TASK DIRECTIONS: Copy out the material below line for line, keeping every word and number unchanged.

INPUT MATERIAL:
-- Start --
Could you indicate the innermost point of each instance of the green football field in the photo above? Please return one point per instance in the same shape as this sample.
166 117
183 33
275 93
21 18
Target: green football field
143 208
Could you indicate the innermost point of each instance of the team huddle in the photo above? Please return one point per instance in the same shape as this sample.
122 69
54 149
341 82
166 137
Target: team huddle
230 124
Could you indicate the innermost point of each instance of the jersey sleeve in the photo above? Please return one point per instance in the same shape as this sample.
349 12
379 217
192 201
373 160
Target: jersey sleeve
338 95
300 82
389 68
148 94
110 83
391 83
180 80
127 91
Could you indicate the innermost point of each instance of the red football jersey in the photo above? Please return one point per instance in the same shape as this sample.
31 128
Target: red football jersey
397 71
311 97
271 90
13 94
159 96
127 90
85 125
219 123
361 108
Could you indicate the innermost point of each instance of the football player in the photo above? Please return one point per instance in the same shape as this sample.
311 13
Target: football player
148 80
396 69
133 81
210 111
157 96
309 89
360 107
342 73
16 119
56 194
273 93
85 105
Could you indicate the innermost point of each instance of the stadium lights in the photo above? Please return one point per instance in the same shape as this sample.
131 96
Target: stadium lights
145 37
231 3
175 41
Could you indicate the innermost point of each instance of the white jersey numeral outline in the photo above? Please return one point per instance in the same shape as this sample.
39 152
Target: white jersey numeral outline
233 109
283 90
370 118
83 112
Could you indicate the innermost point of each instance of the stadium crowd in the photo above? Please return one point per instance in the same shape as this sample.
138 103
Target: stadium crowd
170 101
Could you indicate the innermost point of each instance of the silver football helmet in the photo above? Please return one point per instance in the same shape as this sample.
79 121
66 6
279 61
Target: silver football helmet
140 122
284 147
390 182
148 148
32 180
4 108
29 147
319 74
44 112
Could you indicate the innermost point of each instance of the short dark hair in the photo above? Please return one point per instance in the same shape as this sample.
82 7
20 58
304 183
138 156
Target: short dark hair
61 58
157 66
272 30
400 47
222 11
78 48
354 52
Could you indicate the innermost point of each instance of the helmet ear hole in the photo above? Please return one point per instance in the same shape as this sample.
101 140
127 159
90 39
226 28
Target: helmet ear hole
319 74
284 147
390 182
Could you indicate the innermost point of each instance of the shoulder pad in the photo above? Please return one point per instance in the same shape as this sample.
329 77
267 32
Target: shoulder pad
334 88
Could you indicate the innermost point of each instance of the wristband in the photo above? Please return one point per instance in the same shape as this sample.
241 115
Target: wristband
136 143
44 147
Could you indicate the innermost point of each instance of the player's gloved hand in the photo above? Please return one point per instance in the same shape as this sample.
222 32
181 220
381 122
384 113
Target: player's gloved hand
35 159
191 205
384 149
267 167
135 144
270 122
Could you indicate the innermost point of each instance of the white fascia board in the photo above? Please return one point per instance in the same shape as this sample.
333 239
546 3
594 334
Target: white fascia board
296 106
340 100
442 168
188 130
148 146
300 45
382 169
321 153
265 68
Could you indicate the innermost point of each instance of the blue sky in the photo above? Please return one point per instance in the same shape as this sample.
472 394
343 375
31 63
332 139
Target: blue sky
-- End --
PROBLEM SOLUTION:
Could you indicate the innermost point of each instance of the green football field in the photo above? Please return one point per instance in the same shape as this sample.
166 117
183 33
275 93
21 18
Target: green football field
143 208
Could you indicate the innermost point of each instance of the team huddle in the photo above? Please return one point per instance in the same shape as this sample.
122 69
54 149
341 82
166 137
Target: team huddle
230 124
Could you indicate the innermost point of each instance of the jersey sleeve in the photo above? Please return one point per instance in the same shape as this sample.
349 12
379 217
192 201
373 160
Target: jersey sleeve
338 95
300 82
389 68
148 94
110 83
391 83
180 80
127 91
Could you indicate the innermost point of each instance of the red football jersey in the photo above? Please return one point per instance in the same shape as this sample.
31 128
Target: red football jersey
397 71
311 97
271 90
13 94
159 96
127 90
85 125
219 123
361 108
Could you indicate the innermost point of each instance of the football player in the photo above? Please return one point per instance in the same shape as this sample.
311 13
Target: football player
148 80
396 69
133 81
210 111
157 96
309 89
360 107
342 73
16 119
56 194
273 93
85 105
Could you indicate the innermost point of each instance of the stadium lights in the photo above? Please return one point per instance in the same shape as this sample.
131 96
Target: stadium lights
145 37
231 3
175 41
Could you indicate the innermost point of each instance of the white jersey numeral outline in the photo above? Please return one point per instance in the same shape as this sample.
39 152
Target: white jersey numeral outline
233 109
283 90
370 118
83 112
Could you indicate the innermost point of each instance of the stadium crowd in the photo above? Please return one point per instance in the same shape as this sample.
138 103
Target: stadium crowd
170 101
Could you indicate the innermost point of each instance of the silver football helmet in the photo above? Please return one point per instance in the same shape as this sample.
79 121
66 6
279 61
Target: silver football helmet
140 122
284 147
390 182
148 148
32 180
4 108
29 147
319 74
44 112
Could you indicate the innermost point of each instance of the short dark hair in the photo above? Please return one point per instance in the same shape as this sample.
82 7
20 58
304 183
138 156
Target: short dark hair
61 58
157 66
272 30
400 47
222 11
78 48
354 52
Could you indicate the innermost point of each instance of the helmet ear hole in the photo above? Please return one point per instance in the same shape as this sample.
101 140
127 159
90 39
226 28
Target: helmet ear hole
319 74
284 147
390 182
Could you indicate the innermost point of each instance of the shoulder pad in the photo above? Please return one point per instance in the same shape as this sample.
329 77
267 32
Target: shoulder pad
334 88
Could you indicate the innermost point of each instance of the wristband in the photo above? Please return one point per instance in the same shape as this sample.
241 115
Target: wristband
136 143
44 147
Could you indicate the innermost point of each instance of the player's gloved hand in the photo above? Please return one point per instance in the same shape as this sample.
222 32
181 220
381 122
384 113
Target: player's gloved hand
35 159
191 205
384 149
267 167
135 144
270 122
Could you indicate the innermost point of each instance of the white fascia board in the photo above? Please return one point per instance in the same shape as this sample.
333 239
546 3
594 334
Target: white fascia board
296 106
340 100
442 168
188 130
148 146
300 45
382 169
321 153
265 68
Could you indicate the innermost point of each instance of the blue sky in the photo above? Please return one point per instance in the same shape as this sample.
472 394
343 375
31 63
332 139
Target: blue sky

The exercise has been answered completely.